■ Written problem ■
Reproduce the passage below on United States dependence on oil word for word, in its entirety.

The use of oil surrounds us in our everyday lives. It is in the products people usually consume and in the cars we all need to keep the economy growing. Clearly, the US is dependent on oil for its economy. If it weren’t then restrictions to the country’s oil supplies would not interrupt its growth. But interruptions obviously do interrupt the US’s growth whenever they occur. In 1973, OPEC made an embargo on the United States and the West, and the US economy went into recession. In 1980 during the Iranian revolution, the American supplies to Middle East oil were cut off, putting the US into recession and inflation. The US remains very dependent on these foreign oil reserves for its functioning economy which leaves us helpless to disruption. The US consumes more than 25% of the world’s oil and this is going up by 2% every year; 57% of this oil being consumed is imported from Canada, Saudi Arabia, Venezuela, and Mexico (Churchill). What this means is the US is built around the use of oil for cheap, reliable energy. The US economy, from its most basic consumer base, cannot survive without it for very long.

Despite the US’s clear dependence on foreign oil the US is less dependent on this oil as it was in 1973 and 1980. According to the New York Times, “the energy used for each dollar of gross domestic product in 1980 was almost 70 percent greater than it is today. While we have collectively wrung our hands over the decline of manufacturing in the country, it has also reduced the relationship between energy prices and growth” (Goolsbee). The US commuter is more dependent than ever though. People live farther from their work and drive more. Because fuel efficiency standards in the US stopped going up in 1990, fuel inefficiency creates a higher demand among US commuter for oil to fill their tanks. When oil prices go up dramatically like in summer of 2008 the US commuter was forced to make difficult choices, and the economy scaled back because the consumer was left in shock by such high prices. This oil shock was right before the economic downturn (Panzner).

■ Supplied material ■
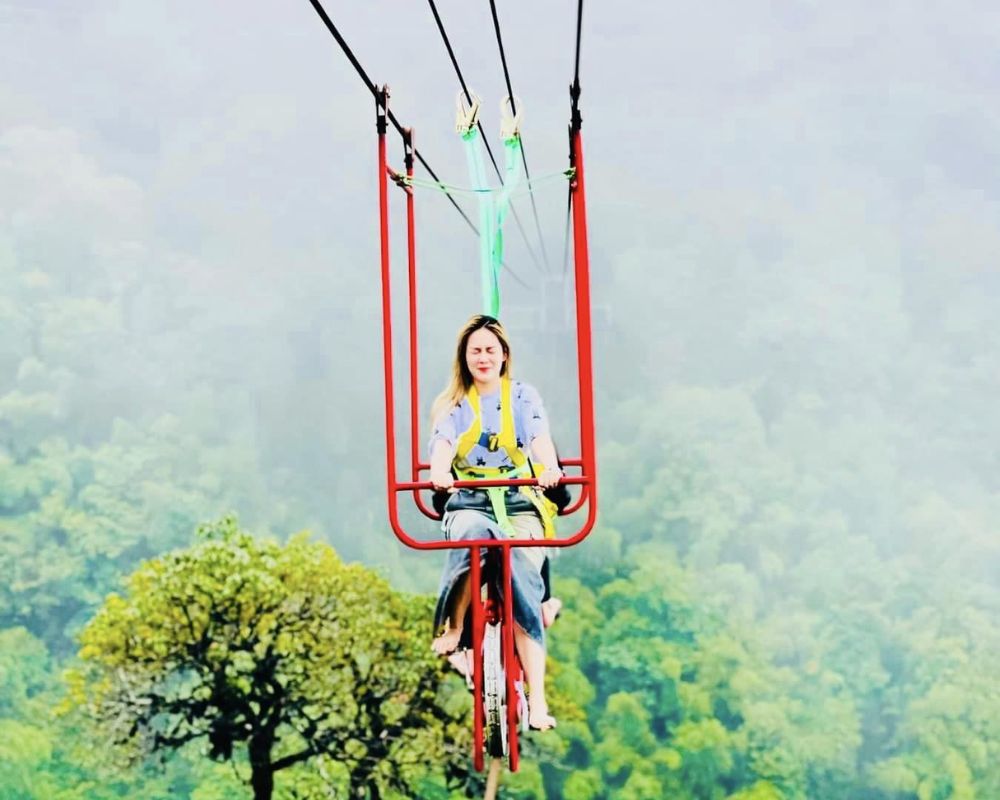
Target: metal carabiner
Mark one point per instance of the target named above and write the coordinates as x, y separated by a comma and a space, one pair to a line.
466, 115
...
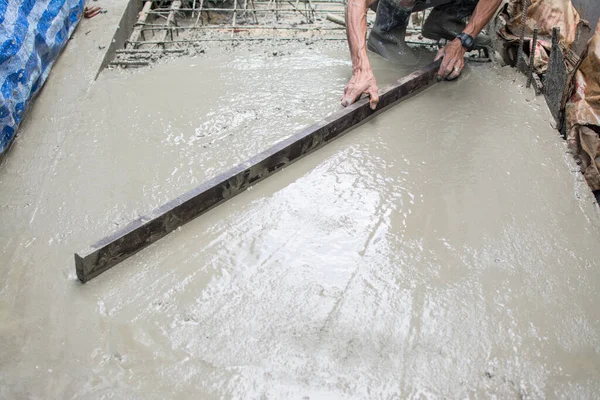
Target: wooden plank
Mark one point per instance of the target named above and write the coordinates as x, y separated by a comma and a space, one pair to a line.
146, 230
--
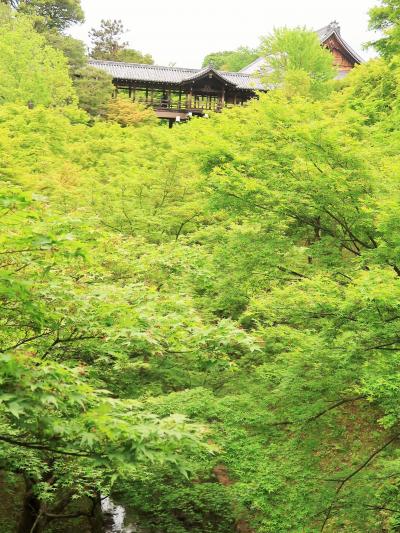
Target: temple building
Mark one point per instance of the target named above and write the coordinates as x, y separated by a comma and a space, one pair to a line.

■ Worked solution ■
The use of oil surrounds us in our everyday lives. It is in the products people usually consume and in the cars we all need to keep the economy growing. Clearly, the US is dependent on oil for its economy. If it weren’t then restrictions to the country’s oil supplies would not interrupt its growth. But interruptions obviously do interrupt the US’s growth whenever they occur. In 1973, OPEC made an embargo on the United States and the West, and the US economy went into recession. In 1980 during the Iranian revolution, the American supplies to Middle East oil were cut off, putting the US into recession and inflation. The US remains very dependent on these foreign oil reserves for its functioning economy which leaves us helpless to disruption. The US consumes more than 25% of the world’s oil and this is going up by 2% every year; 57% of this oil being consumed is imported from Canada, Saudi Arabia, Venezuela, and Mexico (Churchill). What this means is the US is built around the use of oil for cheap, reliable energy. The US economy, from its most basic consumer base, cannot survive without it for very long.

Despite the US’s clear dependence on foreign oil the US is less dependent on this oil as it was in 1973 and 1980. According to the New York Times, “the energy used for each dollar of gross domestic product in 1980 was almost 70 percent greater than it is today. While we have collectively wrung our hands over the decline of manufacturing in the country, it has also reduced the relationship between energy prices and growth” (Goolsbee). The US commuter is more dependent than ever though. People live farther from their work and drive more. Because fuel efficiency standards in the US stopped going up in 1990, fuel inefficiency creates a higher demand among US commuter for oil to fill their tanks. When oil prices go up dramatically like in summer of 2008 the US commuter was forced to make difficult choices, and the economy scaled back because the consumer was left in shock by such high prices. This oil shock was right before the economic downturn (Panzner).